#### Instructions to follow:
Go through the listing below and output exactly the line with "Target: meadow", the line with "Target: moose belly", and each line between; omit the rest.

#### Exercise inputs:
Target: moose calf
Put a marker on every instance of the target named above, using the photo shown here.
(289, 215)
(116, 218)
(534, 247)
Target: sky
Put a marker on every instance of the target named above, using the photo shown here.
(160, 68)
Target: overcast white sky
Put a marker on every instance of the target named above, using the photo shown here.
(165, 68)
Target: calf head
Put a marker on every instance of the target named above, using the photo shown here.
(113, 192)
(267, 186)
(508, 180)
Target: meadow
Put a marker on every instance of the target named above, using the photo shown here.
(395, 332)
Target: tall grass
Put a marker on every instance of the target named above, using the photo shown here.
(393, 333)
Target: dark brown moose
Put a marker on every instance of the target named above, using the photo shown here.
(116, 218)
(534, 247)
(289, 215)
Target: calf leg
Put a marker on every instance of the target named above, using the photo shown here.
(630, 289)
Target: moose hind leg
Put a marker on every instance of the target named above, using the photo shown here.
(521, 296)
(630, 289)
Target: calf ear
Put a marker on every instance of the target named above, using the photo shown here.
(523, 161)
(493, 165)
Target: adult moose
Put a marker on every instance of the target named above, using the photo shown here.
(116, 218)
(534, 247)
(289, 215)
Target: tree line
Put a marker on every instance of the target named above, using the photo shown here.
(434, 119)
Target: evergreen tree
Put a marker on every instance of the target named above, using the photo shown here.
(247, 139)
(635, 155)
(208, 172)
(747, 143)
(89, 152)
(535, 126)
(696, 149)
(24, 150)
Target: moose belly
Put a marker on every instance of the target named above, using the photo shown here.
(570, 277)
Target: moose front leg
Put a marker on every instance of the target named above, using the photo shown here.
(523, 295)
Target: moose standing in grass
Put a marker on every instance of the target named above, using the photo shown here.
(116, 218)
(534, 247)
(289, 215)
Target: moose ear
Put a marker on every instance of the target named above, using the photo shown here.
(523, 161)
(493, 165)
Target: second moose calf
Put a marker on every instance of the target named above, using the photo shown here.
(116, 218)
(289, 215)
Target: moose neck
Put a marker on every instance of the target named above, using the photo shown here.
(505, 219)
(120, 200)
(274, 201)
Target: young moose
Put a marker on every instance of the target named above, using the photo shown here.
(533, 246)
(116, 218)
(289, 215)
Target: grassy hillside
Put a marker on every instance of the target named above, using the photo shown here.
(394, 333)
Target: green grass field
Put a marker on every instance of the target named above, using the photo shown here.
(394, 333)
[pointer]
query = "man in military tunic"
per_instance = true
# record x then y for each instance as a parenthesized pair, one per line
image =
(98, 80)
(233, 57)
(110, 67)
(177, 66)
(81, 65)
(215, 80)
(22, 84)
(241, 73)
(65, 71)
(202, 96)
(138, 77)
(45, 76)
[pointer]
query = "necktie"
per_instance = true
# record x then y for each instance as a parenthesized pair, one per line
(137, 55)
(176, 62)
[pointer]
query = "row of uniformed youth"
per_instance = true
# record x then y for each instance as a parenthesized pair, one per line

#### Solution for this task:
Target: meadow
Put a marker on every instance of the target named above, using the photo shown here.
(395, 332)
Target: tall grass
Put a marker on every instance of the target named above, using the photo shown here.
(393, 333)
Target: dark brown moose
Put a marker on every instance of the target named above, using the photo shown here.
(116, 218)
(534, 247)
(289, 215)
Target: calf leg
Put a marker on every instance of the target named above, using the photo shown here.
(630, 289)
Target: moose hind leg
Put a marker on every instance of the target named above, using the photo shown here.
(521, 296)
(630, 289)
Target: calf ear
Put a marker on every instance of the target named above, using the photo shown here.
(523, 161)
(493, 165)
Target: adult moose
Put a marker on every instance of the target named above, using the photo shown here.
(116, 218)
(534, 247)
(289, 215)
Target: tree line
Put a marker on every instance of the target named above, using the photo shown here.
(434, 119)
Target: evergreen tree
Put a marker on every instance of the target named above, using the photo shown here.
(247, 139)
(635, 155)
(208, 172)
(747, 143)
(89, 152)
(535, 126)
(696, 149)
(24, 150)
Target: moose belly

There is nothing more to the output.